*Problem requirements*
Extract every line of the listing below that contains the string "holding", with uppercase and lowercase letters treated as different.

--- BEGIN Exercise input ---

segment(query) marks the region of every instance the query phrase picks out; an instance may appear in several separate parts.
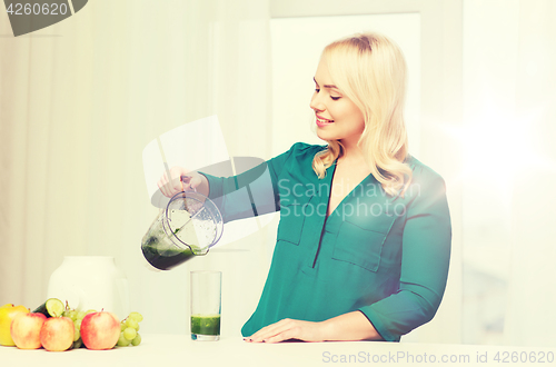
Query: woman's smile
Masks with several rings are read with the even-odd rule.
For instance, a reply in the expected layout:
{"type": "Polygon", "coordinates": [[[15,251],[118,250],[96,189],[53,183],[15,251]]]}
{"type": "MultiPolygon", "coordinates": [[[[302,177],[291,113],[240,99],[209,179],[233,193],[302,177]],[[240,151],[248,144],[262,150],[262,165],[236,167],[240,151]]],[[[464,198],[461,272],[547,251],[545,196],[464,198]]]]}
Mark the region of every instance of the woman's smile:
{"type": "Polygon", "coordinates": [[[319,116],[318,113],[315,113],[315,115],[317,117],[317,126],[319,128],[325,127],[325,126],[334,122],[334,120],[325,119],[324,117],[319,116]]]}

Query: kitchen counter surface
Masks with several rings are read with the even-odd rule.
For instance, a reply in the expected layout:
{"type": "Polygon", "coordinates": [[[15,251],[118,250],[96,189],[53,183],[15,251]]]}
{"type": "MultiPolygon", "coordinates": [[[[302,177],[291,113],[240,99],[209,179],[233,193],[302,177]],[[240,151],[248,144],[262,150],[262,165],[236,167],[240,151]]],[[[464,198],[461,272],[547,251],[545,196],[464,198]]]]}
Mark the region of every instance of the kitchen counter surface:
{"type": "Polygon", "coordinates": [[[142,335],[137,347],[49,353],[0,346],[0,366],[556,366],[556,348],[413,343],[252,344],[240,337],[193,341],[186,335],[142,335]],[[532,360],[535,356],[535,361],[532,360]],[[544,356],[544,357],[543,357],[544,356]],[[498,357],[498,360],[497,360],[498,357]],[[544,358],[544,363],[539,358],[544,358]]]}

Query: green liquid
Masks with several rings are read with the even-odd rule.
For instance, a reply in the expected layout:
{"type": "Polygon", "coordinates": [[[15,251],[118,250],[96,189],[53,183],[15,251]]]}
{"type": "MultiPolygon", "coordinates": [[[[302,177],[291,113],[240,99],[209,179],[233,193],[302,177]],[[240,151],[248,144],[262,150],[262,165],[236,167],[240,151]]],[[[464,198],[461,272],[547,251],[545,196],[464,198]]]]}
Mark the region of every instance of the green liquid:
{"type": "Polygon", "coordinates": [[[220,315],[191,316],[191,334],[220,335],[220,315]]]}
{"type": "Polygon", "coordinates": [[[189,249],[182,250],[178,248],[167,249],[160,254],[156,246],[156,238],[151,237],[142,244],[141,249],[147,261],[160,270],[169,270],[195,256],[189,249]]]}

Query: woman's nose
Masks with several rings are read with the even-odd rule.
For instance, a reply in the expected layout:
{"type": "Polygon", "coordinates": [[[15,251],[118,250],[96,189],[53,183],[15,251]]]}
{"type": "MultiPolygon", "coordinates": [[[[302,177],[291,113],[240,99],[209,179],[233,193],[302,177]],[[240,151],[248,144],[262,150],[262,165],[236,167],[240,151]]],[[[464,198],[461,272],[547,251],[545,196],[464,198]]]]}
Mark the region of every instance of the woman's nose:
{"type": "Polygon", "coordinates": [[[314,93],[311,97],[311,101],[309,103],[309,107],[315,110],[315,111],[322,111],[325,107],[320,102],[320,99],[318,97],[318,93],[314,93]]]}

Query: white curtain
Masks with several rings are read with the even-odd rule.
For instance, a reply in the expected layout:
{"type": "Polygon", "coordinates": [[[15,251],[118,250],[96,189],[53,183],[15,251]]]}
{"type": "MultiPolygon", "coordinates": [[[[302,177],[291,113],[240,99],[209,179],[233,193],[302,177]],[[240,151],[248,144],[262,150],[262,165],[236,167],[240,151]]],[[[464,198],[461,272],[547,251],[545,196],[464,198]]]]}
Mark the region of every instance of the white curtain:
{"type": "Polygon", "coordinates": [[[64,256],[113,256],[146,333],[187,333],[189,270],[214,268],[224,272],[222,334],[239,334],[265,280],[266,231],[148,271],[140,240],[157,209],[141,152],[218,115],[230,156],[269,158],[268,13],[265,0],[95,0],[13,38],[1,12],[2,305],[40,305],[64,256]]]}
{"type": "Polygon", "coordinates": [[[555,347],[556,3],[519,6],[516,115],[533,155],[515,167],[506,336],[513,345],[555,347]]]}
{"type": "Polygon", "coordinates": [[[464,10],[464,341],[554,347],[556,3],[464,10]]]}

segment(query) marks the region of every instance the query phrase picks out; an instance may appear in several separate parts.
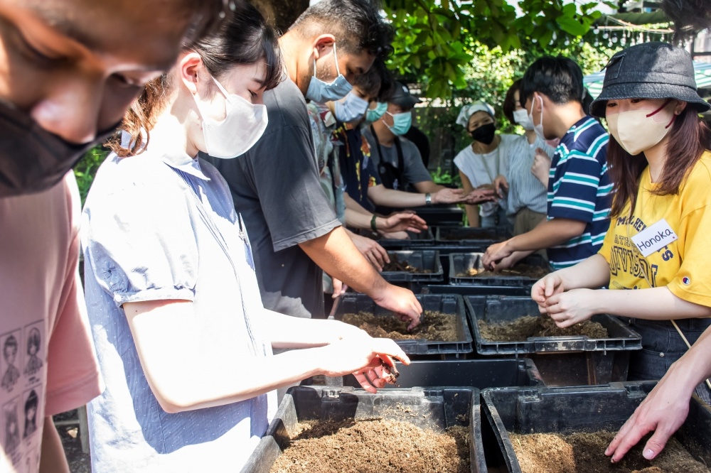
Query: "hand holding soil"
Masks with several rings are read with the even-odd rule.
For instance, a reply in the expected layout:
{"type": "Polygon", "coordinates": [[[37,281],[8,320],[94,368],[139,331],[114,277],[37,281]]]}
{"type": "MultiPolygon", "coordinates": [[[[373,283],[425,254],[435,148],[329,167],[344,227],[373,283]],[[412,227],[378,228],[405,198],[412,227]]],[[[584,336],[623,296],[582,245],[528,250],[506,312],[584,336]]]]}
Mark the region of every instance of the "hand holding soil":
{"type": "Polygon", "coordinates": [[[636,447],[629,456],[612,463],[602,450],[612,438],[611,432],[509,433],[523,473],[707,473],[678,440],[672,439],[667,450],[650,462],[636,447]]]}
{"type": "Polygon", "coordinates": [[[599,313],[596,308],[601,296],[595,289],[571,289],[547,298],[545,308],[558,327],[567,328],[599,313]]]}
{"type": "Polygon", "coordinates": [[[412,290],[387,284],[383,295],[373,297],[373,300],[383,308],[393,312],[402,322],[410,322],[408,330],[419,325],[422,306],[412,290]]]}
{"type": "Polygon", "coordinates": [[[555,294],[560,294],[565,290],[563,287],[563,280],[557,271],[541,278],[531,288],[531,299],[538,304],[538,310],[542,314],[548,313],[546,300],[555,294]]]}
{"type": "MultiPolygon", "coordinates": [[[[675,366],[675,364],[672,365],[610,442],[605,455],[611,456],[613,462],[620,461],[643,437],[652,431],[654,435],[647,440],[642,455],[647,460],[656,457],[672,435],[684,423],[689,415],[689,399],[694,386],[687,386],[688,383],[675,379],[678,370],[675,366]]],[[[685,378],[683,376],[683,379],[685,378]]]]}
{"type": "Polygon", "coordinates": [[[319,349],[322,350],[319,357],[323,374],[334,377],[352,373],[363,389],[373,393],[397,378],[391,371],[395,366],[391,358],[410,364],[410,358],[395,342],[365,335],[346,337],[319,349]]]}
{"type": "Polygon", "coordinates": [[[486,249],[486,252],[481,258],[485,268],[493,269],[498,261],[510,256],[513,251],[507,247],[507,243],[508,243],[508,240],[495,243],[486,249]]]}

--- END Exercise input ---

*Result of this task*
Query: "hand holding soil"
Mark the region of every instance of the "hand holding soil":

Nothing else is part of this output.